Neuer Tag, neues Glück

Der Italiener und die Flexibilität

Nichts geht über einen guten Plan. Ob wir ihn nun Tagesablauf, Programm oder neudeutsch To-do-Liste nennen, wir Deutschen kommen ohne gewisse Ordnungspunkte schwer über die Runden. Ich habe da wohl einen Gutteil von meinem Vater geerbt. Er war berühmt für seine dicht beschriebenen Notizzettel, genauestens kalkulierten Weckpläne, ein halbes Jahr vor Reisebeginn erarbeiteten Urlaubspacklisten und mehrfarbigen Kalendereinträge.

Mit den Jahren, die ich nun schon in Italien lebe, habe ich mich in Sachen Flexibilität ein wenig angepasst und es gelingt mir zuweilen sogar, mich zu entspannen. Wenn wir Sonntagmittag kurz vor zwölf immer noch die verschiedenen Möglichkeiten durchgehen, wohin unser Sonntagsauflug führen könnte, halb eins beim Restaurant am endlich vereinbarten Zielort anrufen und hören, dass leider kein Tisch mehr frei ist … dann wird es einer preußischen Oberplanungsverantwortlichen allerdings ungemütlich. Und doch nimmt meine Lernkurve langsam Form an, denn bisher haben wir immer noch etwas zustande bekommen. Manchmal sind wir einfach losgefahren. Warum muss man tagelang organisieren, wenn es auch spontan Nettes zu erleben gibt? Oft macht einem ohnehin das Wetter einen Strich durch die lang zuvor ausgeklügelte Rechnung.

*****

§ **AUFGABEN**:
(A) Was erfährt man im Lesetext, wenn sonntags um halb eins beim Restaurant am Zielort angerufen wird?
(B) Schreiben Sie aus dem Lesetext die Stelle ab, die mit „Der Italiener und“ beginnt und mit „und mehrfarbigen Kalendereinträge.“ endet.

Liste zur Positionsbestimmung:

*****

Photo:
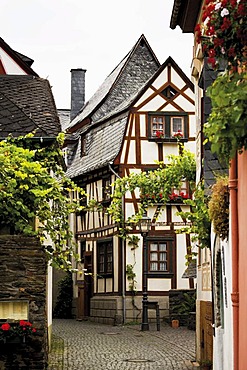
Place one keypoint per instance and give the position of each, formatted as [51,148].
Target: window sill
[160,274]
[167,140]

*****

§ **LÖSUNGEN**:
(A) Es ist leider kein Tisch mehr frei.

(B)
Der Italiener und die Flexibilität

Nichts geht über einen guten Plan. Ob wir ihn nun Tagesablauf, Programm oder neudeutsch To-do-Liste nennen, wir Deutschen kommen ohne gewisse Ordnungspunkte schwer über die Runden. Ich habe da wohl einen Gutteil von meinem Vater geerbt. Er war berühmt für seine dicht beschriebenen Notizzettel, genauestens kalkulierten Weckpläne, ein halbes Jahr vor Reisebeginn erarbeiteten Urlaubspacklisten und mehrfarbigen Kalendereinträge.